Task to complete: In the text about Tanizaki's essay on shadows, write out the part starting at "That specific feeling" and ending at "feel, well, human.", switching "lightbulbs" to "lamps".

══ Document section ══

Ever walked into a modern bathroom—the kind with the hospital-white tiling and those buzzing, aggressive fluorescent lights—and felt your soul just sort of wither? It’s clinical. It’s "clean." It’s also completely devoid of any mystery or comfort.
That specific feeling of modern discomfort is exactly what Tanizaki Junichiro In Praise of Shadows tackles, even though it was written back in 1933. Honestly, it’s wild how a ninety-year-old essay about Japanese toilets and gold leaf can feel more relevant today than most contemporary design blogs. Tanizaki wasn't just complaining about lightbulbs; he was mourning a specific way of existing in the world.
He argues that beauty isn’t something you find in the object itself. Instead, it’s found in the "patterns of shadows, the light and the darkness, that one thing against another creates." We’ve spent the last century trying to eliminate shadows. We want everything high-definition, 4K, and perfectly lit. But Tanizaki suggests that by doing that, we’re actually losing the very thing that makes life feel, well, human.

═══
══ Dataset ══

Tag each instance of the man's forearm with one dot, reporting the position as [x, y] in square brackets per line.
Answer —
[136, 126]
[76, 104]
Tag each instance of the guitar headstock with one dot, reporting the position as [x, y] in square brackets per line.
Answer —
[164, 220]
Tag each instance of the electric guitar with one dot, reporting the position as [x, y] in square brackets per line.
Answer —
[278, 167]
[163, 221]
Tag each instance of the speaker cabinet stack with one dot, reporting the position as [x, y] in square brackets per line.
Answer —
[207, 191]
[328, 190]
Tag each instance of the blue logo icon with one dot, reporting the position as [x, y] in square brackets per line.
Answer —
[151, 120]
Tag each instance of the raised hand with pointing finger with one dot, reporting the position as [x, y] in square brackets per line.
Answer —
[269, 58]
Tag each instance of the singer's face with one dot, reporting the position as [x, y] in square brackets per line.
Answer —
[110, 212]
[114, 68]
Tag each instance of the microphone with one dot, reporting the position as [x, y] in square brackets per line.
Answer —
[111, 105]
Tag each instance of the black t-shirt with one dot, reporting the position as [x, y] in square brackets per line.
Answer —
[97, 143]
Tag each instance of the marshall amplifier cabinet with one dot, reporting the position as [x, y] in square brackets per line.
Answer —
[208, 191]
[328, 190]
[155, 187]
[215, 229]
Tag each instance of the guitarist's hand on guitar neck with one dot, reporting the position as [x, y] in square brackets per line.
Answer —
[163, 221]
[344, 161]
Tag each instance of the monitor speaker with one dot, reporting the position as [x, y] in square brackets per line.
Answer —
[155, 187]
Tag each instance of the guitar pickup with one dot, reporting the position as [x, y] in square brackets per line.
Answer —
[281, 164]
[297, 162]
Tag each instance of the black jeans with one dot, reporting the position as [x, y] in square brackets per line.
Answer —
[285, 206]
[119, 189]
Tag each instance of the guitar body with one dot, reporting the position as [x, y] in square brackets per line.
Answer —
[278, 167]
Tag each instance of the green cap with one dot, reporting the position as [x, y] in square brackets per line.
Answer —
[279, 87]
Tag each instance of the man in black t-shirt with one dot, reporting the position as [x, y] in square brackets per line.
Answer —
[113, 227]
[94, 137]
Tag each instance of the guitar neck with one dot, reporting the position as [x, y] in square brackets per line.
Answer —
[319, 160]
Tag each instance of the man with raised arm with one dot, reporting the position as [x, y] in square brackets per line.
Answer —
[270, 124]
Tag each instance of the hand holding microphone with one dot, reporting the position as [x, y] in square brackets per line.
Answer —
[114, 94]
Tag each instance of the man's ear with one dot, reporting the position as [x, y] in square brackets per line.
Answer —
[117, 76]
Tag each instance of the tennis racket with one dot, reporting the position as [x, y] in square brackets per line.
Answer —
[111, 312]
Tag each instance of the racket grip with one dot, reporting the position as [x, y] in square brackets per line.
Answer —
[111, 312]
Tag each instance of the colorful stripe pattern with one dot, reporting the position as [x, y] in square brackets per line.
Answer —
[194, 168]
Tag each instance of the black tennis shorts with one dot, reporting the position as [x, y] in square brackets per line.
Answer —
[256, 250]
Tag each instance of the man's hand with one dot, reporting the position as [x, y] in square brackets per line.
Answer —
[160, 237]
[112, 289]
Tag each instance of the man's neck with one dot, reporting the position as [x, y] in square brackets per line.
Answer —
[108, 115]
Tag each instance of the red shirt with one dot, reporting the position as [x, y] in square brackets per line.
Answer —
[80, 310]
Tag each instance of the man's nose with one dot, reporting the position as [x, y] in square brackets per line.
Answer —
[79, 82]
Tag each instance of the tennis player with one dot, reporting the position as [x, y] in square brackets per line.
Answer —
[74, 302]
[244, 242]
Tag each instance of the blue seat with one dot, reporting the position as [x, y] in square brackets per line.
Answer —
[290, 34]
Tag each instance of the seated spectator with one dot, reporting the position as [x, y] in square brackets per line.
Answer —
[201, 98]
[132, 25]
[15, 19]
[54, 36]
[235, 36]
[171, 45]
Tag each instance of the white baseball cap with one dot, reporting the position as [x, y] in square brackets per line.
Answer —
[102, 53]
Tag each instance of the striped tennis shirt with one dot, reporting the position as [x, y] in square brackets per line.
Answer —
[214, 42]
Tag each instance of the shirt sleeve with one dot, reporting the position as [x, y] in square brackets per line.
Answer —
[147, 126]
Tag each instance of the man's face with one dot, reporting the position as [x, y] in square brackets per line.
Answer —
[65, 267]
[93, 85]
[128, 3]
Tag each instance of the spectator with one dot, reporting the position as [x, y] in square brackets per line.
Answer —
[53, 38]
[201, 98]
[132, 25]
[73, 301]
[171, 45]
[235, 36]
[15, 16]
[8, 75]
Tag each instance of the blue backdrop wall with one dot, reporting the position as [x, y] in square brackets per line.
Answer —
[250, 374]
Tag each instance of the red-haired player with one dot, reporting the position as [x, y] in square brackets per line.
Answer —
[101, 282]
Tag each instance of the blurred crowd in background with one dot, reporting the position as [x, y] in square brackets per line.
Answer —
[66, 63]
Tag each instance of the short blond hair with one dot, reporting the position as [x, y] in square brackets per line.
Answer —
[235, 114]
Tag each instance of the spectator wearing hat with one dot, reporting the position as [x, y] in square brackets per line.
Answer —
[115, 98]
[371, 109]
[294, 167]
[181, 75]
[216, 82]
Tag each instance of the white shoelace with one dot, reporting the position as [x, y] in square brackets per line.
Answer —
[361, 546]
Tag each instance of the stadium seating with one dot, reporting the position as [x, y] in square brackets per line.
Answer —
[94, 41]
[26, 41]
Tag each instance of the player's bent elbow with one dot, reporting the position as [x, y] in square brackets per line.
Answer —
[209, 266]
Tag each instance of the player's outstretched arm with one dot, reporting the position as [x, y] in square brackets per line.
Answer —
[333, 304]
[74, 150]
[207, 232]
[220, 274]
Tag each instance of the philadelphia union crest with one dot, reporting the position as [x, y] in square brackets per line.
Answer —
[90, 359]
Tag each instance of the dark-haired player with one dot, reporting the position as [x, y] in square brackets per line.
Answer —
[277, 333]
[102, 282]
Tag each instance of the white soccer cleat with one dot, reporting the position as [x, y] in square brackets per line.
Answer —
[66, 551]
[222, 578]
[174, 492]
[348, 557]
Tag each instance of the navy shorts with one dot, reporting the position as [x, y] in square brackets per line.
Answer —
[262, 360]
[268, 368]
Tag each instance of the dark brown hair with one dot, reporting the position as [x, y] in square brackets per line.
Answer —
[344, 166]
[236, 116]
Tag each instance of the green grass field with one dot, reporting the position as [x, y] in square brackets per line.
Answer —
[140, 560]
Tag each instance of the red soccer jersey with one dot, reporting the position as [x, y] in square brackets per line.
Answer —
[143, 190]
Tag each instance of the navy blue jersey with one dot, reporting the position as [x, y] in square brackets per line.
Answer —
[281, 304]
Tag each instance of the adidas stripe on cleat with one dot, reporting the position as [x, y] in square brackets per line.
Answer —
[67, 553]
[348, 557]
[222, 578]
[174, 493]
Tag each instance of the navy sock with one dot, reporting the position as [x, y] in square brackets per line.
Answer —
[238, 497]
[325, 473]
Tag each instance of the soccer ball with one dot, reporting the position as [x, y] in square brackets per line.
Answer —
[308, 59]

═══

Completed exercise:
That specific feeling of modern discomfort is exactly what Tanizaki Junichiro In Praise of Shadows tackles, even though it was written back in 1933. Honestly, it’s wild how a ninety-year-old essay about Japanese toilets and gold leaf can feel more relevant today than most contemporary design blogs. Tanizaki wasn't just complaining about lamps; he was mourning a specific way of existing in the world.
He argues that beauty isn’t something you find in the object itself. Instead, it’s found in the "patterns of shadows, the light and the darkness, that one thing against another creates." We’ve spent the last century trying to eliminate shadows. We want everything high-definition, 4K, and perfectly lit. But Tanizaki suggests that by doing that, we’re actually losing the very thing that makes life feel, well, human.